-- BEGIN PROVIDED DATA --
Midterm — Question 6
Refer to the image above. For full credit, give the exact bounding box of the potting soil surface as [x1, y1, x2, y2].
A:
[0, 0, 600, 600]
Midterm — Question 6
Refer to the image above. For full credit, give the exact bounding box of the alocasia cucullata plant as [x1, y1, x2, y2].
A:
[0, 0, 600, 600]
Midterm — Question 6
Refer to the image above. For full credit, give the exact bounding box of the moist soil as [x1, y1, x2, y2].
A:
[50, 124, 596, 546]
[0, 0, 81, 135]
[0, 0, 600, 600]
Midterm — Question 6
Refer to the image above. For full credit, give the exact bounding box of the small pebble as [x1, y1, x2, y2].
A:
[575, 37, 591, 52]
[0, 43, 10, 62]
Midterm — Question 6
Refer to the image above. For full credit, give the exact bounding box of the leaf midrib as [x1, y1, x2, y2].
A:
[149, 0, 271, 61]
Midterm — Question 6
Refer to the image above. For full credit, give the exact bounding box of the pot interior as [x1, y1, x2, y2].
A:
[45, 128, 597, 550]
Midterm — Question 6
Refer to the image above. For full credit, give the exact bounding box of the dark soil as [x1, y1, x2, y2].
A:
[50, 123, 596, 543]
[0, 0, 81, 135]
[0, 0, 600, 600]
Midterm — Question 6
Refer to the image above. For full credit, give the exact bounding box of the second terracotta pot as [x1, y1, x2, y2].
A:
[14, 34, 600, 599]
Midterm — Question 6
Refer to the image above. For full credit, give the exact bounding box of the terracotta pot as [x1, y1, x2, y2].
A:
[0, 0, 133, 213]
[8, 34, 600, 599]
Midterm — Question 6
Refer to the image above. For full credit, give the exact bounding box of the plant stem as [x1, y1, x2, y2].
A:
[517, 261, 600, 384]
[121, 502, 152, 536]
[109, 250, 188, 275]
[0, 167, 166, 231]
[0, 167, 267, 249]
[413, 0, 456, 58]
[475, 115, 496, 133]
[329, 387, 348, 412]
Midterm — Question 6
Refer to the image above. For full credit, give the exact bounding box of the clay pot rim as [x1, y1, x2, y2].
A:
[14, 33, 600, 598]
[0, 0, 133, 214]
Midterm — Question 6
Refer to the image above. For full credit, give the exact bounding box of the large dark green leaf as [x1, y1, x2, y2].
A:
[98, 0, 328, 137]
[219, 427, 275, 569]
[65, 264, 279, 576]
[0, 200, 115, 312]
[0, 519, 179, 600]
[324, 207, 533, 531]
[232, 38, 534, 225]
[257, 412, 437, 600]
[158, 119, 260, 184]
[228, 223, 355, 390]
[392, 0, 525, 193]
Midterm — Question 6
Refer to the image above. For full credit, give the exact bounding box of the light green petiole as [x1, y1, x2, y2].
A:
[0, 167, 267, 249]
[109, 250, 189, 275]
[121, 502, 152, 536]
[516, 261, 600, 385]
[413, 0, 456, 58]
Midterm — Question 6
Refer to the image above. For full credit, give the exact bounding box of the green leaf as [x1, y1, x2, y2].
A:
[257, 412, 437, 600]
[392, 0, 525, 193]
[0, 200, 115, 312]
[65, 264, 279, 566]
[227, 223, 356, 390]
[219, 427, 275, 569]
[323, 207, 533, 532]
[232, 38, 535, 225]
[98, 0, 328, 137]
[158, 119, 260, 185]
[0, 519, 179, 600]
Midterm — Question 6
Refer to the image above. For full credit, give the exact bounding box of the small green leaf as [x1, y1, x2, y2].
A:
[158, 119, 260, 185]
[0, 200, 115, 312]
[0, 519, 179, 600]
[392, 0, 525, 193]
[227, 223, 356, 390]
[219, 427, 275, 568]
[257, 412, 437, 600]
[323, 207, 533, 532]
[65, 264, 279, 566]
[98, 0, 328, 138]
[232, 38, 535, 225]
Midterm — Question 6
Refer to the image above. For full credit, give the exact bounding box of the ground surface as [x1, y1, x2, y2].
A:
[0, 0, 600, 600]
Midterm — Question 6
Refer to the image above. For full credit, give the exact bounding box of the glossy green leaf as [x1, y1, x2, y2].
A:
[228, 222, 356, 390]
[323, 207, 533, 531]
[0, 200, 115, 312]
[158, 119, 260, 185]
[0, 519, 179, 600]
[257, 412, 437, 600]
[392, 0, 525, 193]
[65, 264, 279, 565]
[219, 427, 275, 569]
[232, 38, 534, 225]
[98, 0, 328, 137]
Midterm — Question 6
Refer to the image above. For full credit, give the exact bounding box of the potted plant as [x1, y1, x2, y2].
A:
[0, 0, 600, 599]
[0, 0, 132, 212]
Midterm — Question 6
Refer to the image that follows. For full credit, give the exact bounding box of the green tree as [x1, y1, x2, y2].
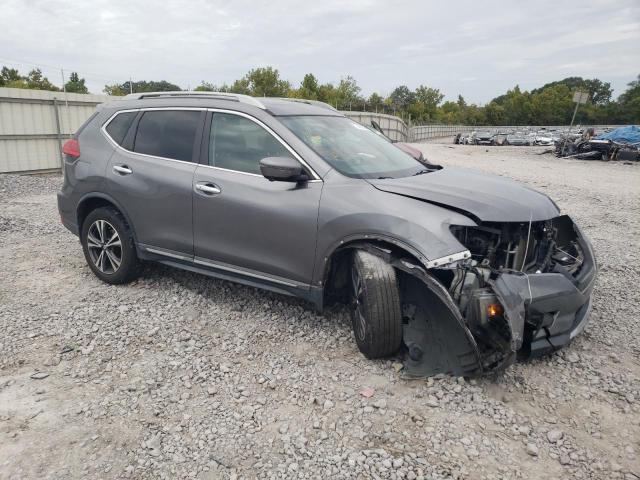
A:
[367, 92, 384, 110]
[25, 68, 60, 92]
[298, 73, 318, 100]
[240, 67, 291, 97]
[0, 67, 21, 88]
[617, 75, 640, 125]
[193, 81, 231, 92]
[64, 72, 89, 93]
[484, 101, 507, 125]
[103, 80, 182, 96]
[389, 85, 415, 110]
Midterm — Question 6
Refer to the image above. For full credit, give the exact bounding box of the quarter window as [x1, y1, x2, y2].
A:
[107, 112, 138, 145]
[209, 113, 291, 175]
[133, 110, 200, 162]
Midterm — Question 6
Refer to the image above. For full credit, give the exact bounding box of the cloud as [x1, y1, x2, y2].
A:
[0, 0, 640, 102]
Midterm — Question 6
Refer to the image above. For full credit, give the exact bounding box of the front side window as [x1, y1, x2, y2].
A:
[280, 116, 425, 178]
[133, 110, 200, 162]
[106, 112, 138, 145]
[209, 113, 292, 175]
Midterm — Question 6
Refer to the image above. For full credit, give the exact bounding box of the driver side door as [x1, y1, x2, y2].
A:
[193, 112, 323, 287]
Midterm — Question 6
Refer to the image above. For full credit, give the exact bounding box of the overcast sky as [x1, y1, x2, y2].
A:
[0, 0, 640, 103]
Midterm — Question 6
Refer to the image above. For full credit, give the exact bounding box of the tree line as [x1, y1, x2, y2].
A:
[0, 67, 640, 125]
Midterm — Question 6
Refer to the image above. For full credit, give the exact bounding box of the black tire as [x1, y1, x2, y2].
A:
[351, 250, 402, 358]
[80, 207, 139, 285]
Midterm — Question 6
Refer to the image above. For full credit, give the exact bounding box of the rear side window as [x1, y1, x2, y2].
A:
[133, 110, 200, 162]
[209, 113, 291, 175]
[106, 112, 137, 145]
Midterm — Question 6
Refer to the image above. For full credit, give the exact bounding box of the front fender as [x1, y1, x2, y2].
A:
[313, 176, 476, 285]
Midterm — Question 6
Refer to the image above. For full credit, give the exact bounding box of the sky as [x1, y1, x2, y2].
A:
[0, 0, 640, 104]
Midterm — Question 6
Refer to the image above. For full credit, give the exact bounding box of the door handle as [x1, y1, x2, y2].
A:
[113, 165, 133, 175]
[196, 183, 222, 195]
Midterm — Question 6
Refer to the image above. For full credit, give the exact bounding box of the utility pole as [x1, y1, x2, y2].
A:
[60, 68, 69, 109]
[560, 90, 589, 157]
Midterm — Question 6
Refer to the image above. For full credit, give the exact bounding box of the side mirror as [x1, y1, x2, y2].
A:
[260, 157, 307, 182]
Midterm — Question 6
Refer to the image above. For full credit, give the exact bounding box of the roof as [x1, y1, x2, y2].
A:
[111, 91, 341, 116]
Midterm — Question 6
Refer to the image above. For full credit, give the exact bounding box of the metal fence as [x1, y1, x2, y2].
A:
[0, 88, 112, 173]
[0, 88, 628, 173]
[408, 124, 620, 142]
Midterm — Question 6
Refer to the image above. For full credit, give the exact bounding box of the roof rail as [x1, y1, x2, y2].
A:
[277, 97, 338, 112]
[123, 91, 266, 110]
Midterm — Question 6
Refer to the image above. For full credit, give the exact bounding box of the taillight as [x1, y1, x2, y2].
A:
[62, 138, 80, 158]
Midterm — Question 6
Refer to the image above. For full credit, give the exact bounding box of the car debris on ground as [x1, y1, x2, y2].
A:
[555, 125, 640, 161]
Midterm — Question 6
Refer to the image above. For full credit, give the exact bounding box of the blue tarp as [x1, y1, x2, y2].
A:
[596, 125, 640, 143]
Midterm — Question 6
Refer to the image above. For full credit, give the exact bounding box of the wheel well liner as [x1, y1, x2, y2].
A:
[325, 240, 483, 377]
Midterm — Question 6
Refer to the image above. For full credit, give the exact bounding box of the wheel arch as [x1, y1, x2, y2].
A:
[76, 192, 138, 244]
[319, 234, 426, 306]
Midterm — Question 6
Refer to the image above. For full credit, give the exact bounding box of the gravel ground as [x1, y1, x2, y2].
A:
[0, 144, 640, 480]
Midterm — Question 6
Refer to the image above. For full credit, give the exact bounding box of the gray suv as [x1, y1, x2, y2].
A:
[58, 92, 596, 376]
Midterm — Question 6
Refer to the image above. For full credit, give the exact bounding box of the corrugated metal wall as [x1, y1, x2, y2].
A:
[0, 88, 113, 173]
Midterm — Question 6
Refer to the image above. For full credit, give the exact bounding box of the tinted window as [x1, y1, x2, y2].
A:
[209, 113, 291, 175]
[133, 110, 200, 162]
[280, 116, 425, 178]
[107, 112, 137, 145]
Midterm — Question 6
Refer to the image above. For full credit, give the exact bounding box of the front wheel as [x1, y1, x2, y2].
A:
[351, 250, 402, 358]
[80, 207, 138, 285]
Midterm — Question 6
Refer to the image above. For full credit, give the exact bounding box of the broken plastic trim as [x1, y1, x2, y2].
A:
[342, 243, 488, 378]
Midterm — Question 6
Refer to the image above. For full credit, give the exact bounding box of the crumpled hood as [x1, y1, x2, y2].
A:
[368, 167, 560, 222]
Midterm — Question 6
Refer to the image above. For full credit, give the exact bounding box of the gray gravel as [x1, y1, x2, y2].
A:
[0, 145, 640, 480]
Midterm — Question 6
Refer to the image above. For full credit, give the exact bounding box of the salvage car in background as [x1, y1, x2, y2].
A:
[503, 132, 531, 147]
[58, 92, 596, 376]
[473, 130, 495, 145]
[533, 130, 554, 147]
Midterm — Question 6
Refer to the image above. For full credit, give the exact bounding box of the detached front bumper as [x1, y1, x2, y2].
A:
[400, 216, 597, 376]
[493, 221, 597, 359]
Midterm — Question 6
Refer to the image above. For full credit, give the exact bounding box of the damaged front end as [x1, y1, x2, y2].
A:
[390, 216, 596, 376]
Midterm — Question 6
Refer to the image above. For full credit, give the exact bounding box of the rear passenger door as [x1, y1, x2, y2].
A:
[105, 109, 206, 259]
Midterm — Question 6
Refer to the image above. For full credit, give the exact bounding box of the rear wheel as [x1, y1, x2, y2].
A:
[80, 207, 138, 284]
[351, 250, 402, 358]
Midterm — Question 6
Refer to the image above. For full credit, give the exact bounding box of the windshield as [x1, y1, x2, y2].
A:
[280, 116, 425, 178]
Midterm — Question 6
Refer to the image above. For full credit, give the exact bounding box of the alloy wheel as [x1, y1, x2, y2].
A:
[87, 220, 122, 275]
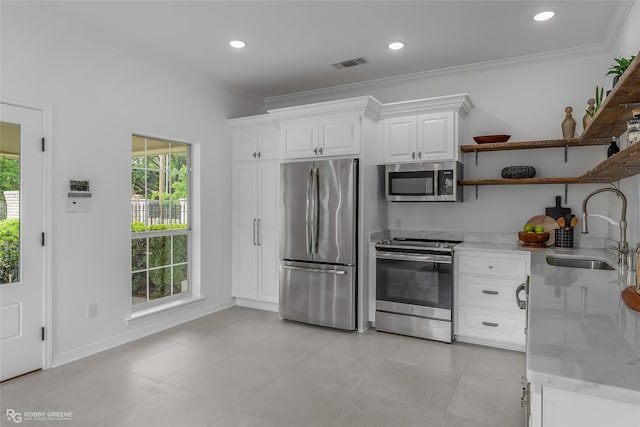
-- END PROVIDED DATA --
> _WHAT YOU HAVE TO DO_: Rewrite the listing from its first line through the line containing "[45, 128, 597, 550]", replacing "small pebble" with "small stone" and keeping everything else unchanged.

> _THE RESULT_:
Midterm — Question 6
Refer to the image above. For full credit, give the exact bounding box of the potting soil surface as [x1, y1, x2, y2].
A:
[0, 0, 600, 600]
Midterm — Question 6
Refer to the image above. For full credit, give the exact bounding box of the alocasia cucullata plant as [x1, y1, x2, y2].
A:
[0, 0, 600, 600]
Midterm — Question 6
Refer to the image above. For full credit, give the exact bounding box of the moist soil as [x1, y1, x2, y2].
A:
[50, 124, 596, 546]
[0, 0, 81, 135]
[0, 0, 600, 600]
Midterm — Question 6
Refer to the image above. For full credit, give the exact bounding box of the small stone as [x1, y1, x2, y2].
A:
[575, 37, 591, 52]
[0, 43, 10, 62]
Midterm — Question 6
Refer to the image above. For full credit, give the exact bounding box of the leaf midrib as [x1, y1, x2, y2].
A:
[149, 0, 271, 61]
Midterm — Question 6
Refer to the image above. For full credit, give the exact bounding box of the pot interior as [x1, y1, x2, y2].
A:
[45, 128, 597, 550]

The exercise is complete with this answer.